## [WHAT IS NEEDED]
Word for word, repeat the data that follows. Do not include the pictures.

## [EXTRACTED INFORMATION]
::::

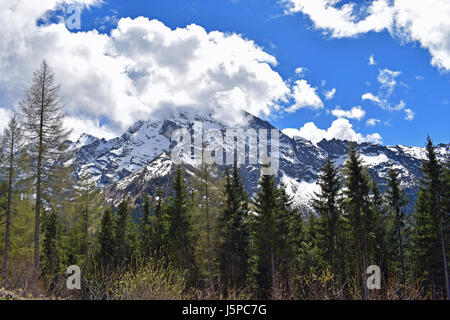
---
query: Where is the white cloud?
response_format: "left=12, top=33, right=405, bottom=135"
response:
left=284, top=0, right=450, bottom=71
left=369, top=54, right=376, bottom=66
left=324, top=88, right=336, bottom=100
left=0, top=1, right=292, bottom=139
left=331, top=106, right=365, bottom=120
left=378, top=68, right=401, bottom=95
left=404, top=108, right=415, bottom=121
left=366, top=118, right=380, bottom=126
left=282, top=118, right=382, bottom=144
left=362, top=68, right=409, bottom=112
left=362, top=92, right=381, bottom=104
left=295, top=66, right=307, bottom=75
left=0, top=108, right=14, bottom=132
left=286, top=79, right=323, bottom=113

::::

## [TASK SOLUTION]
---
query: Where is the white cloud?
response_format: "left=12, top=33, right=405, bottom=135"
response:
left=284, top=0, right=450, bottom=71
left=369, top=54, right=376, bottom=66
left=324, top=88, right=336, bottom=100
left=0, top=1, right=292, bottom=139
left=331, top=106, right=365, bottom=120
left=378, top=68, right=401, bottom=95
left=404, top=108, right=415, bottom=121
left=366, top=118, right=380, bottom=126
left=282, top=118, right=382, bottom=144
left=362, top=68, right=409, bottom=112
left=362, top=92, right=381, bottom=104
left=295, top=66, right=307, bottom=75
left=0, top=108, right=14, bottom=132
left=286, top=79, right=323, bottom=113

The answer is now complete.